§ **PROBLEM TO SOLVE**: Count the lines in the records below that contain the string "evenodd", and give only that number.

[Region labeling records]
__________________________________________________
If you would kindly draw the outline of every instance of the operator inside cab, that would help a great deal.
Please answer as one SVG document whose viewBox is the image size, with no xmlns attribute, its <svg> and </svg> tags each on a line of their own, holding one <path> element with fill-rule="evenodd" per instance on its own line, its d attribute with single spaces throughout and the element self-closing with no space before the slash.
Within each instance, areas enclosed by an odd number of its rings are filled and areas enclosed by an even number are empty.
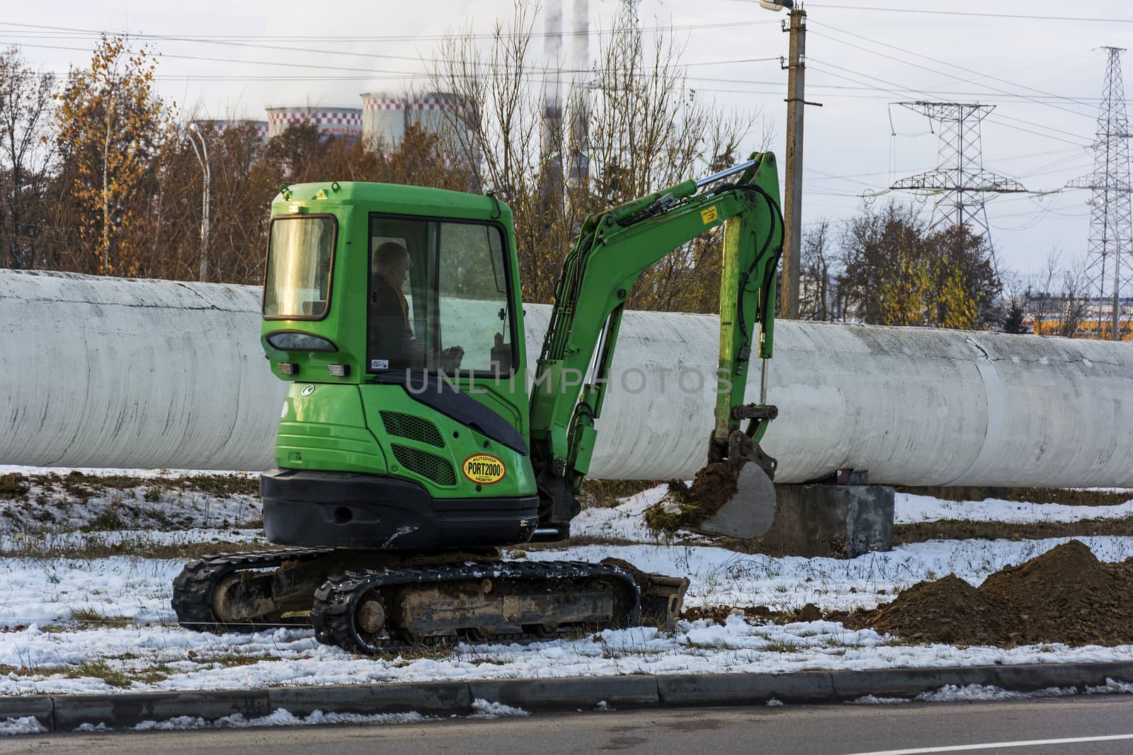
<svg viewBox="0 0 1133 755">
<path fill-rule="evenodd" d="M 423 369 L 425 345 L 414 337 L 409 324 L 409 302 L 402 289 L 409 276 L 409 251 L 397 241 L 386 241 L 374 250 L 370 280 L 369 353 L 383 354 L 377 369 Z M 452 346 L 441 352 L 440 368 L 460 369 L 465 350 Z"/>
</svg>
__________________________________________________
§ **FULL ANSWER**: 2